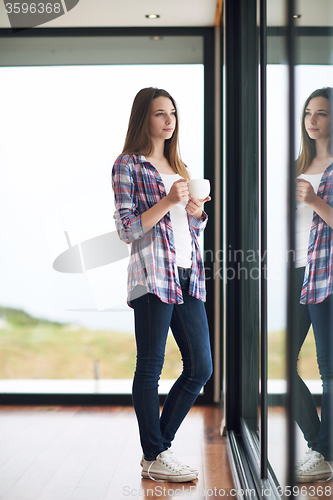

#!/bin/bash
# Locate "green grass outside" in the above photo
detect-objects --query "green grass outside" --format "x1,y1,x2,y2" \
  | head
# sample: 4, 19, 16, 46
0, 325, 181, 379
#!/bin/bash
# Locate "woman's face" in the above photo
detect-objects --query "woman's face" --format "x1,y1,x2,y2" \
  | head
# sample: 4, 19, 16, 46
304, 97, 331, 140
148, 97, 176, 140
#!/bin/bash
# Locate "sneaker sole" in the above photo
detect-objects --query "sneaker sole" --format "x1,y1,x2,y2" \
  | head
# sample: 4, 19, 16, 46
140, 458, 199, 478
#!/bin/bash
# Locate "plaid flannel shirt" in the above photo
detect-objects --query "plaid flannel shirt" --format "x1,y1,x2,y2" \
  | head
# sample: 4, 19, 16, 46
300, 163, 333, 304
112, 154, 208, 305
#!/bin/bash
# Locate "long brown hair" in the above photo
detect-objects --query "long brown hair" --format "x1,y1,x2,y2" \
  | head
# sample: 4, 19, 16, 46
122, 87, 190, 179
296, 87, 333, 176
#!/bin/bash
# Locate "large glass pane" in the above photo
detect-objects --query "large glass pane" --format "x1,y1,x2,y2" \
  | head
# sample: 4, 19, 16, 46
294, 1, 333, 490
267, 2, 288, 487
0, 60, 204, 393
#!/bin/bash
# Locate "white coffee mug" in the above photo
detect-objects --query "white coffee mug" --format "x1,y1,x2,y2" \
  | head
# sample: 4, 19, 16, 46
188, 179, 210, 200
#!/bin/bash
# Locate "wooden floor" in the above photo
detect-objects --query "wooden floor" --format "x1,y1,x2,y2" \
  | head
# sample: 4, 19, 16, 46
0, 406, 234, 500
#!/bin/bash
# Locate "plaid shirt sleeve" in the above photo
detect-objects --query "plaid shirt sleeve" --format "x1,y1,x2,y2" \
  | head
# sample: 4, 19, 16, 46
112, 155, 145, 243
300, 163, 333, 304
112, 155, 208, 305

....

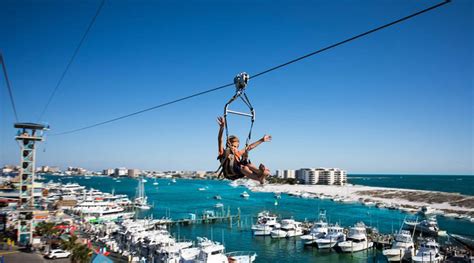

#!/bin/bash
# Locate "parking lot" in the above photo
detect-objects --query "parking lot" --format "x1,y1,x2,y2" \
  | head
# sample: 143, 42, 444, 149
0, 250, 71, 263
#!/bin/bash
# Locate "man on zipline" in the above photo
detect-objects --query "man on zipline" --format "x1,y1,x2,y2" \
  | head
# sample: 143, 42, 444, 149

....

Please find each line in the entries above that contains the string "objects" and copy those lines out. Case counts.

detect-objects --query "green grass outside" --format "x1,y1,x2,y2" \
detect-objects --query "woman's face" --format "x1,y1,x2,y2" \
detect-objects --query "sneaker sole" --format "x1,y1,x2,y2" \
detect-objects --query "plaid flannel shirt" --format "x1,y1,x2,y2" \
detect-objects --query "long brown hair" --format "x1,y1,x2,y2" \
detect-objects --query "large glass pane" --format "x1,y1,x2,y2" \
detect-objects --query "white coffee mug" --format "x1,y1,x2,y2" \
detect-objects --query "wooden floor" --format "x1,y1,x2,y2" \
detect-objects --query "plaid shirt sleeve" --format "x1,y1,x2,y2" \
detect-objects --query "parking lot" --format "x1,y1,x2,y2" \
detect-objects --query "man on zipline" --format "x1,y1,x2,y2" \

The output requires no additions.